WORK TASK: Nothing but an exact repetition of the entries should appear in the answer.

EXCERPTED RECORDS:
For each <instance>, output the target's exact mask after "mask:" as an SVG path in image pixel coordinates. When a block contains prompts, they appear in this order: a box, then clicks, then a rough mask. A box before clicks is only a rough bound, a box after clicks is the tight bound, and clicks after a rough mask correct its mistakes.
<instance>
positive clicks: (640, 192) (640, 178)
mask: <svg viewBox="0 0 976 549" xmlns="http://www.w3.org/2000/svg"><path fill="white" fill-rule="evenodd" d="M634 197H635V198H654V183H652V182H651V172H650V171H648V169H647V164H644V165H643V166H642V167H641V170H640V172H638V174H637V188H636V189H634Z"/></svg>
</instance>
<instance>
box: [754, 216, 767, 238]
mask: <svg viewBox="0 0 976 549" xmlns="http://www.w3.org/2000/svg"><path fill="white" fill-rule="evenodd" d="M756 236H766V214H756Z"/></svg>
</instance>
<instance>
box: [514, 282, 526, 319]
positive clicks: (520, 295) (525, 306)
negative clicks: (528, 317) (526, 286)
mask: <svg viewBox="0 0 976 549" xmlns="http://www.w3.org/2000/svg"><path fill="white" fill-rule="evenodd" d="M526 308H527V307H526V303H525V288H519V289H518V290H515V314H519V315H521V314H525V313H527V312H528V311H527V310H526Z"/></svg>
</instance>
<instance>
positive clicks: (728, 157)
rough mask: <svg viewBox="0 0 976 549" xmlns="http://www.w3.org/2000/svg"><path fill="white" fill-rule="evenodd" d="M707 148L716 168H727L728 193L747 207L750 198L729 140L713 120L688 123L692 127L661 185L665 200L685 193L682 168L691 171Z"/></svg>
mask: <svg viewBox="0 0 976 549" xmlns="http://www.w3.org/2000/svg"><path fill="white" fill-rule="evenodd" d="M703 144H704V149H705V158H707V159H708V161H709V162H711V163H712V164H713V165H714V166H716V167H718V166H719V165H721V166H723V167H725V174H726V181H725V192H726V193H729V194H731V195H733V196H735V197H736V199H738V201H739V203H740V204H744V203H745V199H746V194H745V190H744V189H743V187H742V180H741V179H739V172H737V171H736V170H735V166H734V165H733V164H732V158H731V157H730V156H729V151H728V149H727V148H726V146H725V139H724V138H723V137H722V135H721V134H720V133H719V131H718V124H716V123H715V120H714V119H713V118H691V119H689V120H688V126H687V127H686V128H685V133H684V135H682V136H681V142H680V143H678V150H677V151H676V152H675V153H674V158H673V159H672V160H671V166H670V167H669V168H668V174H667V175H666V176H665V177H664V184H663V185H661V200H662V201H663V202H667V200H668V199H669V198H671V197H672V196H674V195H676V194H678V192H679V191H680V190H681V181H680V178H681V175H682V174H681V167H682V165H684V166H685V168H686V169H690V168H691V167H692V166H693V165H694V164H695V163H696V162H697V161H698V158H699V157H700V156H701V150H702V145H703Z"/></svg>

RESULT OF THE EXERCISE:
For each <instance>, output the target's exact mask after "mask:" as an SVG path in image pixel coordinates. When a block contains prompts, they appear in this order: a box, then clicks, then a rough mask. A box before clicks is only a rough bound, a box after clicks is the tight bound, and clicks after a rough mask correct its mistakes.
<instance>
positive clicks: (640, 192) (640, 178)
mask: <svg viewBox="0 0 976 549" xmlns="http://www.w3.org/2000/svg"><path fill="white" fill-rule="evenodd" d="M634 197H635V198H654V183H652V182H651V172H650V171H648V169H647V164H644V165H643V166H642V167H641V170H640V172H638V174H637V188H636V189H634Z"/></svg>
</instance>
<instance>
box: [754, 216, 767, 238]
mask: <svg viewBox="0 0 976 549" xmlns="http://www.w3.org/2000/svg"><path fill="white" fill-rule="evenodd" d="M756 236H766V214H756Z"/></svg>
</instance>
<instance>
box: [514, 282, 526, 319]
positive clicks: (520, 295) (525, 306)
negative clicks: (528, 317) (526, 286)
mask: <svg viewBox="0 0 976 549" xmlns="http://www.w3.org/2000/svg"><path fill="white" fill-rule="evenodd" d="M526 308H527V307H526V303H525V288H519V289H518V290H515V314H519V315H521V314H525V313H527V312H528V311H527V310H526Z"/></svg>
</instance>
<instance>
positive clicks: (728, 157)
rough mask: <svg viewBox="0 0 976 549" xmlns="http://www.w3.org/2000/svg"><path fill="white" fill-rule="evenodd" d="M707 148L716 168H727L728 193L747 207L750 198L729 140L713 120L688 123L692 127L661 185L665 200L685 193L682 168L691 171Z"/></svg>
mask: <svg viewBox="0 0 976 549" xmlns="http://www.w3.org/2000/svg"><path fill="white" fill-rule="evenodd" d="M703 144H704V149H705V158H707V159H708V161H709V162H711V163H712V164H713V165H714V166H716V167H718V166H719V165H721V166H723V167H725V174H726V181H725V192H726V193H729V194H731V195H733V196H735V197H736V199H738V201H739V203H740V204H744V203H745V199H746V194H745V190H744V189H743V187H742V180H741V179H739V172H737V171H736V170H735V166H734V165H733V164H732V158H731V157H730V156H729V151H728V149H727V148H726V146H725V139H724V138H723V137H722V135H721V134H720V133H719V131H718V124H716V123H715V120H714V119H713V118H691V119H689V120H688V126H687V127H686V128H685V133H684V135H682V136H681V142H680V143H678V150H677V151H676V152H675V153H674V158H673V159H672V160H671V166H670V167H669V168H668V174H667V175H666V176H665V177H664V184H663V185H661V200H662V201H663V202H667V200H668V199H669V198H671V197H672V196H674V195H676V194H678V192H679V191H680V190H681V181H680V178H681V175H682V174H681V167H682V165H684V166H685V168H686V169H690V168H691V167H692V166H693V165H694V164H695V163H696V162H697V161H698V158H699V157H700V156H701V150H702V145H703Z"/></svg>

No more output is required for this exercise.